* _EXERCISE TASK_
Report every line of the entries below that contains the word "fire". Case counts, so list only lines where the capitalization matches.
:: DATASET RECORDS ::
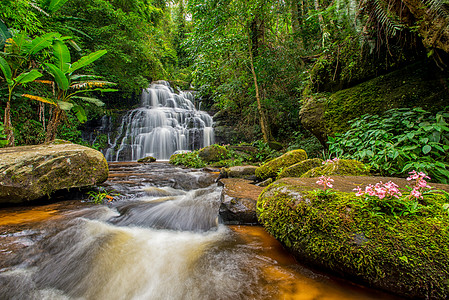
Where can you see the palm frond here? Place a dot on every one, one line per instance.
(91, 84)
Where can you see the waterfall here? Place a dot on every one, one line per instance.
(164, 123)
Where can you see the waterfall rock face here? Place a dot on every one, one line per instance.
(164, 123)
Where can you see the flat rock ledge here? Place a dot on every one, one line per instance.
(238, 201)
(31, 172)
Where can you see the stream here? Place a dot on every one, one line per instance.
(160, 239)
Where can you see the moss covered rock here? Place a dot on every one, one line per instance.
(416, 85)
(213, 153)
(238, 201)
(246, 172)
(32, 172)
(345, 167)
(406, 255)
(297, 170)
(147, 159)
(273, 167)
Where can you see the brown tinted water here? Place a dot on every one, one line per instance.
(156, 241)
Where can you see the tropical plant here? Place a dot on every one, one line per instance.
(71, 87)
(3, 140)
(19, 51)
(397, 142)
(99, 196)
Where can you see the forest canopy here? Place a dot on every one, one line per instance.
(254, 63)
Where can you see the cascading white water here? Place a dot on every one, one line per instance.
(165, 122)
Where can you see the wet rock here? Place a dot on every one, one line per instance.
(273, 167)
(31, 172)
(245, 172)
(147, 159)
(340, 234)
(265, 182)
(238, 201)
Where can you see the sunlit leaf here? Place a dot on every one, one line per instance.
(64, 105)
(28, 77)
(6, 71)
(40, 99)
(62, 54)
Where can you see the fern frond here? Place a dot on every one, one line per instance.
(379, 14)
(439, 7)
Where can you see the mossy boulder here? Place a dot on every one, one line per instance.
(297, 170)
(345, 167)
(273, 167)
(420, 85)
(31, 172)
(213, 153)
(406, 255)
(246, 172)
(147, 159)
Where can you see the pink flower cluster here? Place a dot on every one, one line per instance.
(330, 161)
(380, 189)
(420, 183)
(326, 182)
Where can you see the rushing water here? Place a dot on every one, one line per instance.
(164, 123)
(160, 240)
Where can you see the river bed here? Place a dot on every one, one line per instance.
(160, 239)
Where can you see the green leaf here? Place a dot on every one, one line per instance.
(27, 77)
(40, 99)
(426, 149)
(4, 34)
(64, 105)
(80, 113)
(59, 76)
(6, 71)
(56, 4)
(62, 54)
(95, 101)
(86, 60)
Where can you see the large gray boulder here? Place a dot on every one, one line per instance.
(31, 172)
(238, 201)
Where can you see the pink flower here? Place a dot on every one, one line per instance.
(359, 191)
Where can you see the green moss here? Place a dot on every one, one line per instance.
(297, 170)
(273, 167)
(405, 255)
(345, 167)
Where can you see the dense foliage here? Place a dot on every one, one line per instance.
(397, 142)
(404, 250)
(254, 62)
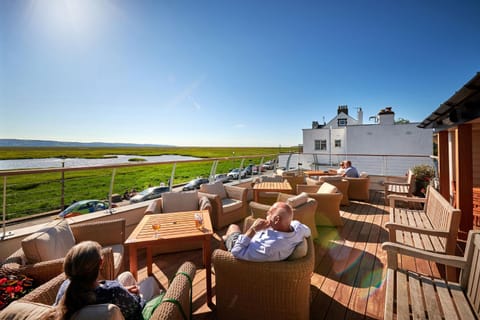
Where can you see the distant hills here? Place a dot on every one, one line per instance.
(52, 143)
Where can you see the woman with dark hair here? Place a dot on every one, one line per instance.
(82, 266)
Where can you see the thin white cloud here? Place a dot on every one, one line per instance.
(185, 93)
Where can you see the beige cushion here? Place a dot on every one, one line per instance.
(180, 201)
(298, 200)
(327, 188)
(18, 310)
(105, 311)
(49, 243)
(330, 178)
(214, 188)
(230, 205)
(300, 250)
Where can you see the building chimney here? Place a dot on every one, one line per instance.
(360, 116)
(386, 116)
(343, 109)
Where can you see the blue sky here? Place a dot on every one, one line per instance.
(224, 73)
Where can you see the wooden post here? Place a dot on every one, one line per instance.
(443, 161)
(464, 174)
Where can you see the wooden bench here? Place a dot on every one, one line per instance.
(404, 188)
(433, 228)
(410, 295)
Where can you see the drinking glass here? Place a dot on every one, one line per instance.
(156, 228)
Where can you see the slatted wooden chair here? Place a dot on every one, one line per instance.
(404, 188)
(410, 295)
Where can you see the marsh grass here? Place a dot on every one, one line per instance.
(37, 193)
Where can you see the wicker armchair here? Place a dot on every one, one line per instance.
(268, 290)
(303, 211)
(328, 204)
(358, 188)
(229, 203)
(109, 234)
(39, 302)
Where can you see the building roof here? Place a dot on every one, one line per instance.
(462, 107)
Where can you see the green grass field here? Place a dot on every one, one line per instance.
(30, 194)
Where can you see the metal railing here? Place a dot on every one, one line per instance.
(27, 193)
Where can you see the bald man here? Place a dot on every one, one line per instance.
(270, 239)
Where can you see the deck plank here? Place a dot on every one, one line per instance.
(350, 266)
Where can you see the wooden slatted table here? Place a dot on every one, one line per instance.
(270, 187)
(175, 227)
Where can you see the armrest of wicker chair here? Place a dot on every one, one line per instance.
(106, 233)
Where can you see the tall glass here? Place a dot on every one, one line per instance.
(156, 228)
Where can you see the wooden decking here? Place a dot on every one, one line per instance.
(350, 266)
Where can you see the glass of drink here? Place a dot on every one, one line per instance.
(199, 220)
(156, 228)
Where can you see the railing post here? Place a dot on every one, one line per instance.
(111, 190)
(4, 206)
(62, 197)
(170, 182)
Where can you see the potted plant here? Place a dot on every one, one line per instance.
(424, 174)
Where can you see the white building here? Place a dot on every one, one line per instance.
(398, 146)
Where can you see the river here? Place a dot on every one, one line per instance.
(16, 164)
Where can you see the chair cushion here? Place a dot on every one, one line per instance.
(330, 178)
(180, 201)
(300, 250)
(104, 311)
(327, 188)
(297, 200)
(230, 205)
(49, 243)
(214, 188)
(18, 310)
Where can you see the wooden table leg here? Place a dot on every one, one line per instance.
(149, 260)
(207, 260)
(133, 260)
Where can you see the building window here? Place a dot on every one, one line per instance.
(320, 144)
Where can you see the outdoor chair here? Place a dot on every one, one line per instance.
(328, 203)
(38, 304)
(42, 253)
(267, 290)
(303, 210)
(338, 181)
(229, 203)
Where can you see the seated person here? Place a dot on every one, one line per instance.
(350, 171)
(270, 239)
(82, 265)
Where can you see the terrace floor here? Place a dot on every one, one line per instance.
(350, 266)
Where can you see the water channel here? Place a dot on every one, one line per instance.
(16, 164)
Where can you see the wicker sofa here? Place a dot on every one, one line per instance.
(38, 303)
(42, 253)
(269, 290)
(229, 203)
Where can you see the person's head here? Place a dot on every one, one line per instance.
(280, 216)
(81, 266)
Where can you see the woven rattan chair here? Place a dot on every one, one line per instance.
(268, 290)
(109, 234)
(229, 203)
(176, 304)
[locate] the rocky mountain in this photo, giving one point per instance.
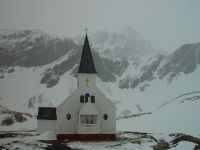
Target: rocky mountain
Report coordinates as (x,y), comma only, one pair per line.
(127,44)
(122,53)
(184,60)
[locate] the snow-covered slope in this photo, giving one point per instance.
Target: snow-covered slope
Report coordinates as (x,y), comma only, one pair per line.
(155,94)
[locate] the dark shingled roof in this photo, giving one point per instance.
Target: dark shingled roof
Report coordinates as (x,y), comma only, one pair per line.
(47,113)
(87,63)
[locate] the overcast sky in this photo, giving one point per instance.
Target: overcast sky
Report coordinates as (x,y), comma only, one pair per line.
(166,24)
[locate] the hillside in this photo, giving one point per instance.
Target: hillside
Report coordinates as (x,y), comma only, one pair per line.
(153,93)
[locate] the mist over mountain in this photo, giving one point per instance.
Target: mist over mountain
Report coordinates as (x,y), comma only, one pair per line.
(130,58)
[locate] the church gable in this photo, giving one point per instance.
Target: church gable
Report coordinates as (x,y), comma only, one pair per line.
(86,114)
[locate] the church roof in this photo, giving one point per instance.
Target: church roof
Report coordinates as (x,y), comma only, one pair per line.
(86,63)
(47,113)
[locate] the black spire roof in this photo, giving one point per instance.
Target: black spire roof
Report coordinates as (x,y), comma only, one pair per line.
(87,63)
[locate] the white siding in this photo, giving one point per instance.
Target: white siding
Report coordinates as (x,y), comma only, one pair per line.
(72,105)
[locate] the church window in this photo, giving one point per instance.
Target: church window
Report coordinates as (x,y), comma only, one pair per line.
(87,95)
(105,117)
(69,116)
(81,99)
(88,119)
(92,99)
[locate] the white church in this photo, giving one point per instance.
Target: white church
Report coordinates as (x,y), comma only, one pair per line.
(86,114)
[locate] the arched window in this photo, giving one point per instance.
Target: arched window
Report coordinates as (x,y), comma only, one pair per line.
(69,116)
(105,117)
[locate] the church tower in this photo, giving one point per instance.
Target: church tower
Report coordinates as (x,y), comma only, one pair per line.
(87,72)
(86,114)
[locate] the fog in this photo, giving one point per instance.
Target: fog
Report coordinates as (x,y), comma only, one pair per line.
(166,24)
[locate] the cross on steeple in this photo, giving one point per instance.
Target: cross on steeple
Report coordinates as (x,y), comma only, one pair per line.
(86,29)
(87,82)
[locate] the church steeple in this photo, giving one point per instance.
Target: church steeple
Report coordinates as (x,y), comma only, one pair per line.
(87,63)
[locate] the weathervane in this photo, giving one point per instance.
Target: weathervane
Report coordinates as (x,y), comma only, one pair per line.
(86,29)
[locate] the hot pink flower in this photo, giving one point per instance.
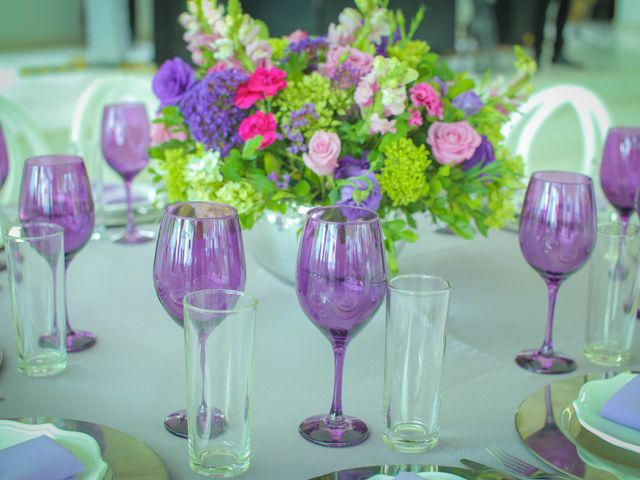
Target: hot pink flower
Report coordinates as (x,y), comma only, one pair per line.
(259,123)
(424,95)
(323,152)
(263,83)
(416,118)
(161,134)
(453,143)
:::
:: DATASET RECORDS ::
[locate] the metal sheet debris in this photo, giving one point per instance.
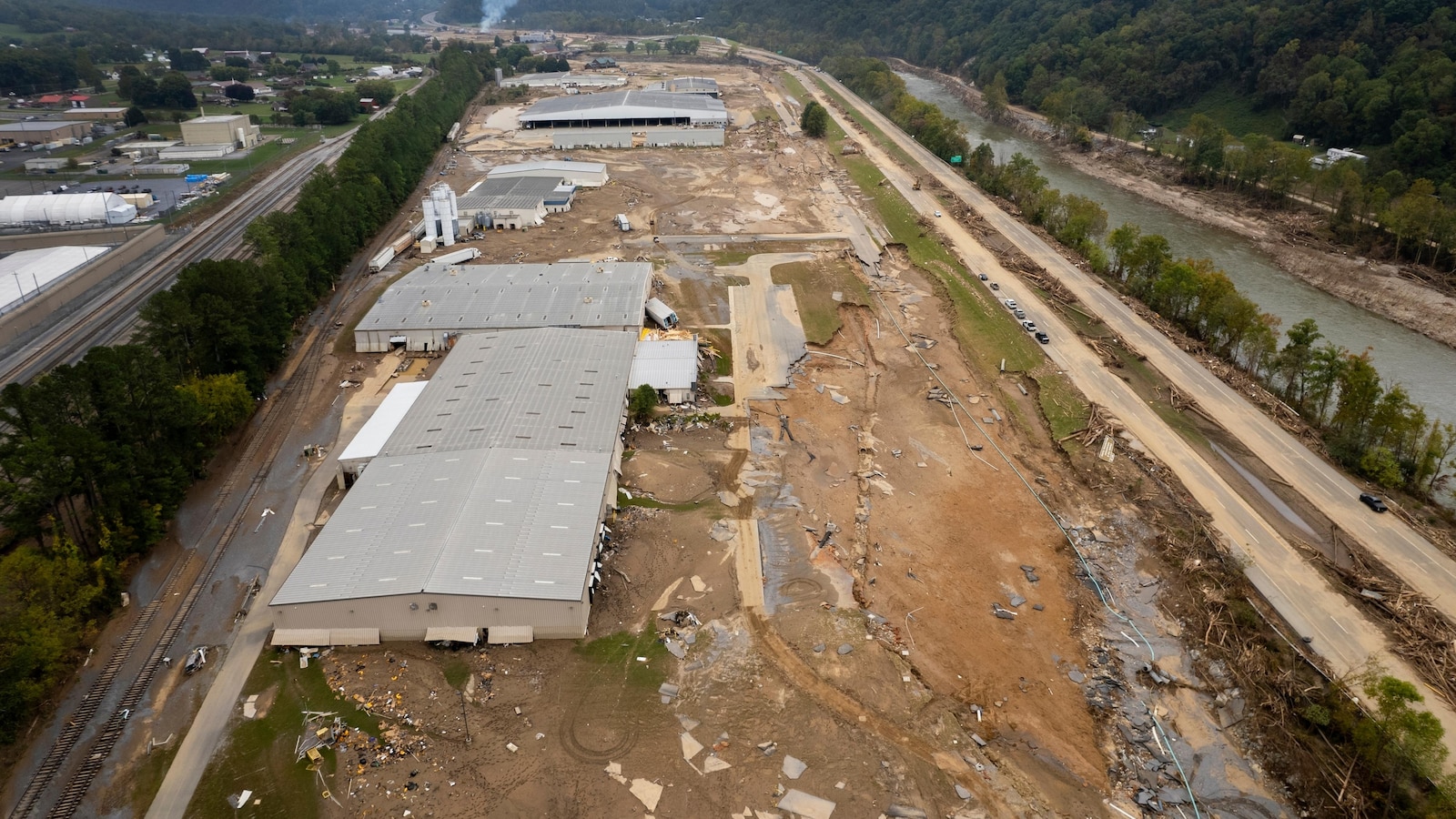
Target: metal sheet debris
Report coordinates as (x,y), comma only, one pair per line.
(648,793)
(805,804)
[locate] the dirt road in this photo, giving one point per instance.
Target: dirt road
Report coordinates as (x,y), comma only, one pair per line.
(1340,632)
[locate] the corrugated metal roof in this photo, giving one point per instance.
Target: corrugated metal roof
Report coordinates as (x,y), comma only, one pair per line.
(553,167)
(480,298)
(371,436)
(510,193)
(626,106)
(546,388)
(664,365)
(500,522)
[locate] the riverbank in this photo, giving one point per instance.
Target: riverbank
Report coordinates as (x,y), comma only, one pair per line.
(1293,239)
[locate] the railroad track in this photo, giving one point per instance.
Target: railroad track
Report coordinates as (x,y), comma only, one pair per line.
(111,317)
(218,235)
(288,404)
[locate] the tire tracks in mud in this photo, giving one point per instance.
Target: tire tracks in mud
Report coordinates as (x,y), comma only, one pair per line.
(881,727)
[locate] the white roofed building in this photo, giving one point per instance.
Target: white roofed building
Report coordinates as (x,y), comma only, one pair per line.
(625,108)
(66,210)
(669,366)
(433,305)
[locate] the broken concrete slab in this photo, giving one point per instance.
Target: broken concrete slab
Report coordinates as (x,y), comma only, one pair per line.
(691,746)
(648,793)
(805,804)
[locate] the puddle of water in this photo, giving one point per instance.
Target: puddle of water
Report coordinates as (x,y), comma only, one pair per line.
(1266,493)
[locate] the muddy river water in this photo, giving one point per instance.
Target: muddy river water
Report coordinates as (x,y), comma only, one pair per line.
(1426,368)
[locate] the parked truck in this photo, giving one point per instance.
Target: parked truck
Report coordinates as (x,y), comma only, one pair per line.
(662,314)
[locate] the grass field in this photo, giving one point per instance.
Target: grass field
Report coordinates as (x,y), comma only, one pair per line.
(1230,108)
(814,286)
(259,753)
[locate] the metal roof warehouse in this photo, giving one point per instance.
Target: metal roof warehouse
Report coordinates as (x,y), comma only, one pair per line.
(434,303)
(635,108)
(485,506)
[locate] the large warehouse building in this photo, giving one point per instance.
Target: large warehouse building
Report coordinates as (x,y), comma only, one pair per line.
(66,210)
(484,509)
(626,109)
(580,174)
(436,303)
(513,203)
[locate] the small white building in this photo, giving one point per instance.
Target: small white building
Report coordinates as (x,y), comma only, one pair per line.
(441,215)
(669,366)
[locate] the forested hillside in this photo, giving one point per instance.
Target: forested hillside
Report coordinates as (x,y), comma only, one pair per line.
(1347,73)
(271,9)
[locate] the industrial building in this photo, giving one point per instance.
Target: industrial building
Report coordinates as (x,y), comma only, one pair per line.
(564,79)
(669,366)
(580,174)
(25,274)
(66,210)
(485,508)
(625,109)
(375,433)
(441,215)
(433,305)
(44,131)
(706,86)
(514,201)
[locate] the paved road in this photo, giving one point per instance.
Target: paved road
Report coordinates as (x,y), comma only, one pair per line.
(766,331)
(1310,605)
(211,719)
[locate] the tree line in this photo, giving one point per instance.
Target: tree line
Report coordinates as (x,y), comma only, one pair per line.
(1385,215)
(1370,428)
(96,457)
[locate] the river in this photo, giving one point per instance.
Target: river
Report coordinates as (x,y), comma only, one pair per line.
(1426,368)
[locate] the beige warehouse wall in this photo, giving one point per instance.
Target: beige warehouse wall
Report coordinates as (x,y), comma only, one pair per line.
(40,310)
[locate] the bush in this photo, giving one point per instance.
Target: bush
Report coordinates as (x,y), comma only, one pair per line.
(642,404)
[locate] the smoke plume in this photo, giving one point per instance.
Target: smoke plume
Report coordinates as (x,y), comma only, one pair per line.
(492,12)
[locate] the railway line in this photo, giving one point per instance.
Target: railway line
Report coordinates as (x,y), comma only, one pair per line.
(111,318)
:::
:: DATASET RECORDS ::
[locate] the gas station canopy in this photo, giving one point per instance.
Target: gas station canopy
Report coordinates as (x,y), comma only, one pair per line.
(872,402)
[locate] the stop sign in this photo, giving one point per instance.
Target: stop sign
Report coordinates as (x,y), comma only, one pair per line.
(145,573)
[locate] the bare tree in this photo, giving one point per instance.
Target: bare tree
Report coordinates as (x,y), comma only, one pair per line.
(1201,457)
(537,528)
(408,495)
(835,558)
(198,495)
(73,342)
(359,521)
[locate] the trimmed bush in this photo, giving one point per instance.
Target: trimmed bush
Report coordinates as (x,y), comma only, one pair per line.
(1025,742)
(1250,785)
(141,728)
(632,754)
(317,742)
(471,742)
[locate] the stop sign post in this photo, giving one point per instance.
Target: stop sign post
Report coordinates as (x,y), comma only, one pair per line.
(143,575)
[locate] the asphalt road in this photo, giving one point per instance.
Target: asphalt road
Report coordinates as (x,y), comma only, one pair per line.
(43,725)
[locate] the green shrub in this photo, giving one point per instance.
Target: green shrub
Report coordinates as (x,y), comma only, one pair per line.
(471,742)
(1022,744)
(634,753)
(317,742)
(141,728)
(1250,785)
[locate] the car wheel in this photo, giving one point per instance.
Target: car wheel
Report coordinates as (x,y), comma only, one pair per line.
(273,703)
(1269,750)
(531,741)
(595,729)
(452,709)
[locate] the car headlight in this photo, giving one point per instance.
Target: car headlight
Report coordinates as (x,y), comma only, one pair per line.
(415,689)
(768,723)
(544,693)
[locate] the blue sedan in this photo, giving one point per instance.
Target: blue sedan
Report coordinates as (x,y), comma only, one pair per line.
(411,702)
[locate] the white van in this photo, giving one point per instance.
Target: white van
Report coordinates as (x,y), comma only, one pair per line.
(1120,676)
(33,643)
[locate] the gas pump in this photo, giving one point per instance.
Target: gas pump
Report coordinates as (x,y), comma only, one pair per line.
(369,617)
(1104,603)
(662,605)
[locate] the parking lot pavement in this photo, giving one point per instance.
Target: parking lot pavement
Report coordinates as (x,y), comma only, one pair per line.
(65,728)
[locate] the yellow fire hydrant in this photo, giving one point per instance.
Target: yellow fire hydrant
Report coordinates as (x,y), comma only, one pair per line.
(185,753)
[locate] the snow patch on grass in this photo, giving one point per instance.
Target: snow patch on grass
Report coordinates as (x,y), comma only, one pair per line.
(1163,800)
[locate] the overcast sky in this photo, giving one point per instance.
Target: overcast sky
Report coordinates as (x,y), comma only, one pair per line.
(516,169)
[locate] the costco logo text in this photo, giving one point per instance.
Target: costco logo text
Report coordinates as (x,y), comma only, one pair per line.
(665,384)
:::
* _TASK RESULT_
[locate] the yellow fire hydrant in this photo, giving one point per instance.
Target: yellow fire hydrant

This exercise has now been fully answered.